(Named region outline records)
>> START
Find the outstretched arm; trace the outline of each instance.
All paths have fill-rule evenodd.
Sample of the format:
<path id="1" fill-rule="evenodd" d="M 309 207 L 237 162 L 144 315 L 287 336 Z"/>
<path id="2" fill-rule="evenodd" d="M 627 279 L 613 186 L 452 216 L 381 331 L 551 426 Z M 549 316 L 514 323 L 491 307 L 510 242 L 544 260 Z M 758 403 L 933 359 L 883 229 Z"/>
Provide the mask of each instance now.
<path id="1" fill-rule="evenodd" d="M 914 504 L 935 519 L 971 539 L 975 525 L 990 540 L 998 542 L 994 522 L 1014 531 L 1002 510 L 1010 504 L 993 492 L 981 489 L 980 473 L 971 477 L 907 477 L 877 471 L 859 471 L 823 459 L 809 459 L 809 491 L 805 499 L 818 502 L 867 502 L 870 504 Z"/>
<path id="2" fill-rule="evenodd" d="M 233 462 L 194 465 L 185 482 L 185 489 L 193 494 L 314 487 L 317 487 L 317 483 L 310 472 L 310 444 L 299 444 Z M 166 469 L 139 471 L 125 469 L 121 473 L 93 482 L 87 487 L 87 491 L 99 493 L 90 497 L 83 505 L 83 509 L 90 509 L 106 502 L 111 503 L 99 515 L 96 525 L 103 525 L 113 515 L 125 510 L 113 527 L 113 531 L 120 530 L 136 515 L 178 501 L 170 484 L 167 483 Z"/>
>> END
>> START
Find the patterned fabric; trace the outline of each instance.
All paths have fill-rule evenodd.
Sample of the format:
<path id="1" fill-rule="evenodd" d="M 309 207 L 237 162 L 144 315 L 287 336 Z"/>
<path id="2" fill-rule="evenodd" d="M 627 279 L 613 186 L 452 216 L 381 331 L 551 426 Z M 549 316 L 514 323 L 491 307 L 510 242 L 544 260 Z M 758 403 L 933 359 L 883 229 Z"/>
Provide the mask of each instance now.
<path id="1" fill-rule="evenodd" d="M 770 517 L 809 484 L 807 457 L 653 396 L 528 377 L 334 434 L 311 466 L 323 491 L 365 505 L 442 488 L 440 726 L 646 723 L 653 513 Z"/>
>> END
▶ **Request**
Write out the lines between the one containing "Find the patterned" and the one containing "770 517 L 809", inclusive, changing "patterned fabric" to "striped fabric" and leaving everything else the same.

▶ **Result for this exercise**
Find the striped fabric; trace the outline of each instance.
All paths have fill-rule evenodd.
Sample of the format:
<path id="1" fill-rule="evenodd" d="M 309 207 L 237 162 L 144 315 L 287 336 Z"/>
<path id="2" fill-rule="evenodd" d="M 627 279 L 613 186 L 452 216 L 381 331 L 551 426 Z M 549 316 L 514 323 L 491 307 L 510 242 L 544 260 Z M 758 403 L 933 359 L 883 229 Z"/>
Provide the mask of each instance now.
<path id="1" fill-rule="evenodd" d="M 770 517 L 809 484 L 807 457 L 653 396 L 528 377 L 334 434 L 311 466 L 323 491 L 365 505 L 442 488 L 440 726 L 646 723 L 653 513 Z"/>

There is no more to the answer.